> **EXERCISE DESCRIPTION**: Please write out exactly the lines that begin at the line containing "[indicate] the snow-covered bush" and run to the end of the records.
## START
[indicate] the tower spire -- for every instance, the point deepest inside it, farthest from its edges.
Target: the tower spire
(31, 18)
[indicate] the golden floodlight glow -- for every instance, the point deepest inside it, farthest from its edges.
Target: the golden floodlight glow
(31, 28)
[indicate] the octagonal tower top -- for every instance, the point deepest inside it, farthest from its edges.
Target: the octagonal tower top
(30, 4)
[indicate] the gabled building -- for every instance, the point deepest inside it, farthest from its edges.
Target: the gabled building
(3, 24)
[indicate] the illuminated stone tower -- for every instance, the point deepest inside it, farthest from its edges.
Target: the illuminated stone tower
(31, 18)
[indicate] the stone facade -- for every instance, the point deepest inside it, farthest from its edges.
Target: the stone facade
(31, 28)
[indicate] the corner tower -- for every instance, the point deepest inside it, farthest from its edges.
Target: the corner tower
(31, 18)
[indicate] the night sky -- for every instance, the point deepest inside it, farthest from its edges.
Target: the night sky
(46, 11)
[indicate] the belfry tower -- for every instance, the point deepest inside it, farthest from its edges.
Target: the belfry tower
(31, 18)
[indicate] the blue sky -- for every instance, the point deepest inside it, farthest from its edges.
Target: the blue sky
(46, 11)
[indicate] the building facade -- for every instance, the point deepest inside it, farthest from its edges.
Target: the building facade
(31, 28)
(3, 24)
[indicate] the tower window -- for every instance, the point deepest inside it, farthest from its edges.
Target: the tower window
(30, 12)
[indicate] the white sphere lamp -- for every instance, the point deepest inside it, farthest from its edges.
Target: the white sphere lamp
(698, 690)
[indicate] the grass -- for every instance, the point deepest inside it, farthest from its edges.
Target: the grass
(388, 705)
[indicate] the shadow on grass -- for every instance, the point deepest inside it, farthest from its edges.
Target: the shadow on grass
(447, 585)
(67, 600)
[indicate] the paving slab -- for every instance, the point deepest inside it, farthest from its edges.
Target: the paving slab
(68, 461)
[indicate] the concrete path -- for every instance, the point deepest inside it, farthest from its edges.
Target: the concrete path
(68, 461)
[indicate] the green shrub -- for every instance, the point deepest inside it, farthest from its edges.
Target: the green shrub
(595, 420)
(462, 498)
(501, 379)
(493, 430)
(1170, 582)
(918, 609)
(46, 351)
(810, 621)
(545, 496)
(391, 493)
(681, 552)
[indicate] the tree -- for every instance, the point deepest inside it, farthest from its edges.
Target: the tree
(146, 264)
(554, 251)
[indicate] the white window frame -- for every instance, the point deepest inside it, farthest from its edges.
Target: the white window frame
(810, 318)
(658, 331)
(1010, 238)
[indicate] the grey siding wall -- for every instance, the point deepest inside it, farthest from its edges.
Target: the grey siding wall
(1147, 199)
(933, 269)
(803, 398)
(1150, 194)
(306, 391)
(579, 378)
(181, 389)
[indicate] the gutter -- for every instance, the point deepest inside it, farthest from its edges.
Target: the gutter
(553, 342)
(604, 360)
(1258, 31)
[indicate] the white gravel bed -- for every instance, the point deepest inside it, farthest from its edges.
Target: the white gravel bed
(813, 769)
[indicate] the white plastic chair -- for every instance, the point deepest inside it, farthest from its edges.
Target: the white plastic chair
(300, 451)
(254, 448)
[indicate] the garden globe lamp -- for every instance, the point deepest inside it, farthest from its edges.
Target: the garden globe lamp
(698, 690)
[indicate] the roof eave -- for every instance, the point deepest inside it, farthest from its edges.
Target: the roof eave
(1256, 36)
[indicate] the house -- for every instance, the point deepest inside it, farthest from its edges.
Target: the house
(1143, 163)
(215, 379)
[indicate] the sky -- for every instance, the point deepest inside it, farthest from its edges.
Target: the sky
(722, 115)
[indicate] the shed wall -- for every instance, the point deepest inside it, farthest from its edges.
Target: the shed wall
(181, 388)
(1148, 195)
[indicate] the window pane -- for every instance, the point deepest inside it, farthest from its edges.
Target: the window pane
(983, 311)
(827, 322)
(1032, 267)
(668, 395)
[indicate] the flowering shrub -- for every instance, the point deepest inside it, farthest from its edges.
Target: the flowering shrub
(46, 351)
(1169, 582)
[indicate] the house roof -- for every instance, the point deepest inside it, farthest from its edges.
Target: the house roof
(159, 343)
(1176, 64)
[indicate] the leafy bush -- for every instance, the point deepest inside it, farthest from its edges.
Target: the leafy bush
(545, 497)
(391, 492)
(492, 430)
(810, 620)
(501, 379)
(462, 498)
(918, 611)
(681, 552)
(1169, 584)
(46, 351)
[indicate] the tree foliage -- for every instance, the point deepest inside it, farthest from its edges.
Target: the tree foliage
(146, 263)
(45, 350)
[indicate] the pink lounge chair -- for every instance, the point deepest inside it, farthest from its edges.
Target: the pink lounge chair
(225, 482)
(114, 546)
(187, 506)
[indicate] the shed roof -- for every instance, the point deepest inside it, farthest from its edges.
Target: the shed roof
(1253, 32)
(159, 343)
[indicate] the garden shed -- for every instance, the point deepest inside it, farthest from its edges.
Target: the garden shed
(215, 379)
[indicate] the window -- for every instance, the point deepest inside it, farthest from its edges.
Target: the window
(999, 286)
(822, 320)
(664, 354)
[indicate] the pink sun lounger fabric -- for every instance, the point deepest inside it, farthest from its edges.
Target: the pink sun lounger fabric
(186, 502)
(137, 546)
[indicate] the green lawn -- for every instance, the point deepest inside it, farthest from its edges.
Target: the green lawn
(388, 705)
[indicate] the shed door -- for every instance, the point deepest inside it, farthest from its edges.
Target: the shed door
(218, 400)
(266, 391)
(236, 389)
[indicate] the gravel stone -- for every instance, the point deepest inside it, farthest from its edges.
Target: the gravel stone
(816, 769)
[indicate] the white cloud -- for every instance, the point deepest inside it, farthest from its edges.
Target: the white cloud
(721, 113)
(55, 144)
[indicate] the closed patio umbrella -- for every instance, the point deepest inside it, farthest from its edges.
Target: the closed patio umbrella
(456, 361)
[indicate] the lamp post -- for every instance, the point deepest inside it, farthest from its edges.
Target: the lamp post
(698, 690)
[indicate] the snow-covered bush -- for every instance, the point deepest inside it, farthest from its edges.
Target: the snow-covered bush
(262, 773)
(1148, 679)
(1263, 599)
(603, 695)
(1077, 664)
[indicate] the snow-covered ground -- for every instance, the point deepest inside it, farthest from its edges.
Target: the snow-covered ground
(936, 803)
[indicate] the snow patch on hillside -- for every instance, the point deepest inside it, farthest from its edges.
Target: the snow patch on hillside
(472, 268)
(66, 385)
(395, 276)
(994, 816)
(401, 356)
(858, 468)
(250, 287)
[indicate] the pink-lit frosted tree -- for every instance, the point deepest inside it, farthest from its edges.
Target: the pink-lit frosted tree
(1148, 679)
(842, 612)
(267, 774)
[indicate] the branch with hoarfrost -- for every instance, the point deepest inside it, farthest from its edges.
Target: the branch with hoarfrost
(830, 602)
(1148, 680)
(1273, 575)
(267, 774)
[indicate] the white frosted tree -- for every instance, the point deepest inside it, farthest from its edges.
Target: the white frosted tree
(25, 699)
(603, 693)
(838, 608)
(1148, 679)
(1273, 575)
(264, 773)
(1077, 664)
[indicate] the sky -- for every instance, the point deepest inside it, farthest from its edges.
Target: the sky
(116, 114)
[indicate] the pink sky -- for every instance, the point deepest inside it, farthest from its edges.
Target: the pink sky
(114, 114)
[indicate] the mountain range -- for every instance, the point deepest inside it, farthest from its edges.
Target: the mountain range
## END
> **SOLUTION TO THIS PROBLEM**:
[indicate] the snow-covered bush -- for every instance, the point deepest inside it, farthest from its edges.
Target: the snow-covered bush
(262, 773)
(1148, 679)
(1263, 599)
(603, 695)
(1077, 664)
[indicate] the snow-covered ground -- for every instance, the point deepest inside it, farthest from its edges.
Target: the snow-covered ground
(936, 803)
[indicate] the snow patch on hillside -- for every instance, the point deepest inside it, farthest from its edges.
Target: the snow patch on hillside
(472, 268)
(66, 385)
(395, 276)
(994, 816)
(401, 356)
(858, 468)
(250, 287)
[indicate] the pink-lit frosted tree -- for every instance, the point deepest inside it, farthest from its edges.
Target: the pink-lit frosted tree
(1148, 679)
(842, 612)
(267, 774)
[indicate] the branch with hoarfrost -- for every instance, the point deepest inside it, farthest from its edges.
Target: the branch with hoarfrost
(830, 602)
(1148, 680)
(1273, 575)
(267, 774)
[indicate] the white frosted tree -- for every instance, the point deepest inside it, farthest from its edges.
Target: the white frosted tree
(25, 699)
(603, 693)
(838, 608)
(1148, 679)
(1273, 575)
(264, 773)
(1077, 664)
[indicate] the sky -- for every instance, the point deepest inside it, farthest from its edges.
Target: the sky
(116, 114)
[indicate] the pink sky -- for every instance, the point deepest inside it, farthest from its edges.
Target: the pink sky
(114, 114)
[indicate] the mountain range -- for every instance, the point deepest inside it, farthest from its edges.
Target: the mountain range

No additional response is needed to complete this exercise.